THE PROBLEM - Reproduce the following material line for line, with no changes.

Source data
━━━━━━━━━━

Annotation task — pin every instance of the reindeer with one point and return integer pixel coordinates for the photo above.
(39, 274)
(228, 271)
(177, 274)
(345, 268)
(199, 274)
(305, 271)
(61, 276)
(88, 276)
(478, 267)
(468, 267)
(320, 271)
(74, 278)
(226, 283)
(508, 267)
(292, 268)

━━━━━━━━━━

TASK SOLUTION -
Annotation task — pin every instance of the reindeer with one point and return integer pixel coordinates for the photo above.
(39, 274)
(228, 271)
(177, 274)
(345, 268)
(199, 274)
(305, 271)
(61, 276)
(88, 276)
(478, 267)
(468, 267)
(320, 271)
(74, 278)
(226, 283)
(508, 267)
(292, 268)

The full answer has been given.